**Extracted entries**
*** Begin section ***

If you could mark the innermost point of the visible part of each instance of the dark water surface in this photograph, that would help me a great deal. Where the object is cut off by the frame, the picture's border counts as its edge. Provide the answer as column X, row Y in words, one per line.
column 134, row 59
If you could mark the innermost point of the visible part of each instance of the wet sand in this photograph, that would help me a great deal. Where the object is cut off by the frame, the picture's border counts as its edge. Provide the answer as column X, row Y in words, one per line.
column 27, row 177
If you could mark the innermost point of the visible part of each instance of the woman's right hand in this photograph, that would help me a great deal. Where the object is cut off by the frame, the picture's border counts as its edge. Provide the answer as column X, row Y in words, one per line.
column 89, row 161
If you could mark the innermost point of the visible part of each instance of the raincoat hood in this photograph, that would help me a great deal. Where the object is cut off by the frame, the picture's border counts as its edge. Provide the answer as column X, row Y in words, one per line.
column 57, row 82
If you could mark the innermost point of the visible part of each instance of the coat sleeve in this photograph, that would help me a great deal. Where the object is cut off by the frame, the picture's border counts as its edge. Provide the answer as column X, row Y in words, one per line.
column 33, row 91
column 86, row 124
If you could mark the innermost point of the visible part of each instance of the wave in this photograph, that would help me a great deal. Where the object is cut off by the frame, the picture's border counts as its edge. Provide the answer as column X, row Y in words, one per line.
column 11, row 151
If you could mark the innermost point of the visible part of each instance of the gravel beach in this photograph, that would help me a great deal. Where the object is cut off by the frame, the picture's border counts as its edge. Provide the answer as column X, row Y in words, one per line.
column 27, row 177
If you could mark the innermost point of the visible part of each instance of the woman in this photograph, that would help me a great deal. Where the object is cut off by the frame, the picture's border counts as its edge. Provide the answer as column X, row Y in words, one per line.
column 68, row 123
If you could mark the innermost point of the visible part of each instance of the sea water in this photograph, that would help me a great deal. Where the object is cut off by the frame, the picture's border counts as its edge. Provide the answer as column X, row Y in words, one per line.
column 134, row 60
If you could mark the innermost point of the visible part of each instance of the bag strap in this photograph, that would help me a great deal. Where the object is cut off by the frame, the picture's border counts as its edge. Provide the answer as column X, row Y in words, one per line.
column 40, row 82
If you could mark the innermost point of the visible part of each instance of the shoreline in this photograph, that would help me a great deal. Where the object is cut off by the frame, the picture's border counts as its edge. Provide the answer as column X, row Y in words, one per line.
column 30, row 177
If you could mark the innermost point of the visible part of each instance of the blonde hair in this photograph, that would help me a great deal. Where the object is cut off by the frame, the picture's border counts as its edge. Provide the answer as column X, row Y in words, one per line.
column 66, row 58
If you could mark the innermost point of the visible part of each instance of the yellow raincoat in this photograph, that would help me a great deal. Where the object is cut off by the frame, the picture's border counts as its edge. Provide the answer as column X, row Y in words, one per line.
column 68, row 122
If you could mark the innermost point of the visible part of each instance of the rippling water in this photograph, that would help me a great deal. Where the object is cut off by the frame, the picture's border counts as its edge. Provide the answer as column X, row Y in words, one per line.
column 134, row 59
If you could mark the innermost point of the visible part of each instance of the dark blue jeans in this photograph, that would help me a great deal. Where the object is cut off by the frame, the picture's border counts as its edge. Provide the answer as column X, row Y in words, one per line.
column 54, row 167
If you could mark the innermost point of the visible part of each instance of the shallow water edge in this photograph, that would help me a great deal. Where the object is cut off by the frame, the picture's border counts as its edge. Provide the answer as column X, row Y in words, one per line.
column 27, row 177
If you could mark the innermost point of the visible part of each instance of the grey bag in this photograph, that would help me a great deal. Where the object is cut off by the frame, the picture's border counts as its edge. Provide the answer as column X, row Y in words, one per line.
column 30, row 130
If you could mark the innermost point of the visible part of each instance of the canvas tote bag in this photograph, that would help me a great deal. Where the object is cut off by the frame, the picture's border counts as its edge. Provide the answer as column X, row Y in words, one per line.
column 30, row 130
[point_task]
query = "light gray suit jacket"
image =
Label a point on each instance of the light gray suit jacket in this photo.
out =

*** End section ***
*** Begin section ***

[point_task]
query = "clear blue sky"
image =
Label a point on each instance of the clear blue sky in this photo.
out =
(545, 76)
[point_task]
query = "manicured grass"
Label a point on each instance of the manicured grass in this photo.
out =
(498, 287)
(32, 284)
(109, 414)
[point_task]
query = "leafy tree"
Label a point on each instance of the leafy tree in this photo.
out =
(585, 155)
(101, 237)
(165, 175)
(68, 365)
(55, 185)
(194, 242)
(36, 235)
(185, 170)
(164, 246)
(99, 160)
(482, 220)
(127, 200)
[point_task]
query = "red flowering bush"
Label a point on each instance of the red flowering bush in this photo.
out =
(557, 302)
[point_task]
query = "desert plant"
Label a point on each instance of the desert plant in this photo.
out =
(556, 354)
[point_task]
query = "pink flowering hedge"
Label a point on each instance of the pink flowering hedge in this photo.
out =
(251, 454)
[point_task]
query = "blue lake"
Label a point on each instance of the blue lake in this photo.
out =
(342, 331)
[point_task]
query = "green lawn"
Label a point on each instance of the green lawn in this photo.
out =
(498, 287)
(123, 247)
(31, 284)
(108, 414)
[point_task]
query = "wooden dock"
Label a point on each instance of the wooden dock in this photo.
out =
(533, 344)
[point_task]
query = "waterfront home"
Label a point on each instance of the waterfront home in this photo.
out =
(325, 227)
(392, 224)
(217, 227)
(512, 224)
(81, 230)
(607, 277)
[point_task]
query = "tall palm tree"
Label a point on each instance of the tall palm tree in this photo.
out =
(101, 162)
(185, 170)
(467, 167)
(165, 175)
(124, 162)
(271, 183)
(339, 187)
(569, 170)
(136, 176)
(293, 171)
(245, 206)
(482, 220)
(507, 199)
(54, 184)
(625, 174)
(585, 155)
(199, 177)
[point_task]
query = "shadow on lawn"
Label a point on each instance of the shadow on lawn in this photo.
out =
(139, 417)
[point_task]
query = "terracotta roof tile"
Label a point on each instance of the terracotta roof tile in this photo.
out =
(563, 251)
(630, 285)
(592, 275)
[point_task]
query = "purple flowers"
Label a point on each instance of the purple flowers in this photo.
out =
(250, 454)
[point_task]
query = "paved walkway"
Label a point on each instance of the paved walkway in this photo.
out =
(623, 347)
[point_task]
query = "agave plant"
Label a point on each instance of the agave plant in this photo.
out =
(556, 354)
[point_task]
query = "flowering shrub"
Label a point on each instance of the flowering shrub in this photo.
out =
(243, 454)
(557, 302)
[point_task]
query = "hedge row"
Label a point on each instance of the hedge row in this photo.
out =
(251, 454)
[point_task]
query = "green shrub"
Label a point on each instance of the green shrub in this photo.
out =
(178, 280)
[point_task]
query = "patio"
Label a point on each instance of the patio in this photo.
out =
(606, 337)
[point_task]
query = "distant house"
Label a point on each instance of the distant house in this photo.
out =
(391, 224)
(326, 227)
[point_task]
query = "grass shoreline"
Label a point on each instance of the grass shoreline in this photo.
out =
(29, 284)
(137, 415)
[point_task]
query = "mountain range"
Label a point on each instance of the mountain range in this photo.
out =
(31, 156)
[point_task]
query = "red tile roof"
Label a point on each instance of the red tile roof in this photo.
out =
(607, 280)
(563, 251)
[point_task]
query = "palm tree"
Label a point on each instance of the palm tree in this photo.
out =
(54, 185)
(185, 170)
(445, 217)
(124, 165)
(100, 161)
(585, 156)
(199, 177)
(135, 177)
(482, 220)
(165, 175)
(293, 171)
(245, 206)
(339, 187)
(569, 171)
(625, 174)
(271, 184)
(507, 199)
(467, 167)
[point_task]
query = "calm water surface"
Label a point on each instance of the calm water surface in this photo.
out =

*** End section ***
*** Begin section ***

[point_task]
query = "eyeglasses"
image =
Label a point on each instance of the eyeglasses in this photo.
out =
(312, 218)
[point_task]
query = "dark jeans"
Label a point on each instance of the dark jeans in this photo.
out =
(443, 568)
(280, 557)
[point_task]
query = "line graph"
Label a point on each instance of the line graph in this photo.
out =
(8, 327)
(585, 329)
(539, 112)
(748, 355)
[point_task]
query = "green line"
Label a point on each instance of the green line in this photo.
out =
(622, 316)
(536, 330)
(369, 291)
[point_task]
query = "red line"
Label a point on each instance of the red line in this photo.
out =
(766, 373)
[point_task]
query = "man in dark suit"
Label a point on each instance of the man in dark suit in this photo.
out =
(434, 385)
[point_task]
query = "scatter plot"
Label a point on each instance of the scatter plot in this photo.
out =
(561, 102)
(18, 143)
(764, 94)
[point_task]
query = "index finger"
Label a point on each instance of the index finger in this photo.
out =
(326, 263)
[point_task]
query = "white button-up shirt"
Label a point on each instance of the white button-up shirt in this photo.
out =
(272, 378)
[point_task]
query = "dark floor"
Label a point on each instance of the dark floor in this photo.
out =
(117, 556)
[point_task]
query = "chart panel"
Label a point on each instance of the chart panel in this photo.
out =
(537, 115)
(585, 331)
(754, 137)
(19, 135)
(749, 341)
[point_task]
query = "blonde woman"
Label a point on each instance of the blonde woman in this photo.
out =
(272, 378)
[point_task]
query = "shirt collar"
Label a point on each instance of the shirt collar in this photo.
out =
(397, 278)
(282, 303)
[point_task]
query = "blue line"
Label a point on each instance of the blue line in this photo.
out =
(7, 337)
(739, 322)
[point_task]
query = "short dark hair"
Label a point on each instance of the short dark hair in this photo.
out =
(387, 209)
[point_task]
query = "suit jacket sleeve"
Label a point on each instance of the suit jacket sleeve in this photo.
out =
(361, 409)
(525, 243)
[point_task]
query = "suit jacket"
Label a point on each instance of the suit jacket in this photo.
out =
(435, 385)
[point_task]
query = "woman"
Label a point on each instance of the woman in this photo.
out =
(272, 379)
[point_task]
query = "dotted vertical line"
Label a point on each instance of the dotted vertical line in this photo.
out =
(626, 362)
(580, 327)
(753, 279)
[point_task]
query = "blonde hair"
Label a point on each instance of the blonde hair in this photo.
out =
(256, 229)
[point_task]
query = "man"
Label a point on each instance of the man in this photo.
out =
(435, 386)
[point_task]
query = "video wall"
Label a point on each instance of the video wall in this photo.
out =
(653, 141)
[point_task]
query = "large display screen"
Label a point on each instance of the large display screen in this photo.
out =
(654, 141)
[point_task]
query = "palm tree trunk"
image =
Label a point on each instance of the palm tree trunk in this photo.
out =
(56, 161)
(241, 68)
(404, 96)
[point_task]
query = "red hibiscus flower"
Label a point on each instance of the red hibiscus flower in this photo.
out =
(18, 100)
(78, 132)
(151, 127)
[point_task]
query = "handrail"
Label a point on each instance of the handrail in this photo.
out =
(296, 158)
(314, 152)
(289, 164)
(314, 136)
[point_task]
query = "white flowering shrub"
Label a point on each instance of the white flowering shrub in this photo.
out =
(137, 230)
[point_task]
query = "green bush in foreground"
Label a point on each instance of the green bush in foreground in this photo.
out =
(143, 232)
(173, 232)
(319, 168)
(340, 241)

*** End section ***

**Exercise goal**
Which lines above hold the word "dotted"? Copy each of them.

**Exercise answer**
query = "dotted vertical line"
Label a point on each instance of the dotted vertical line in this photo.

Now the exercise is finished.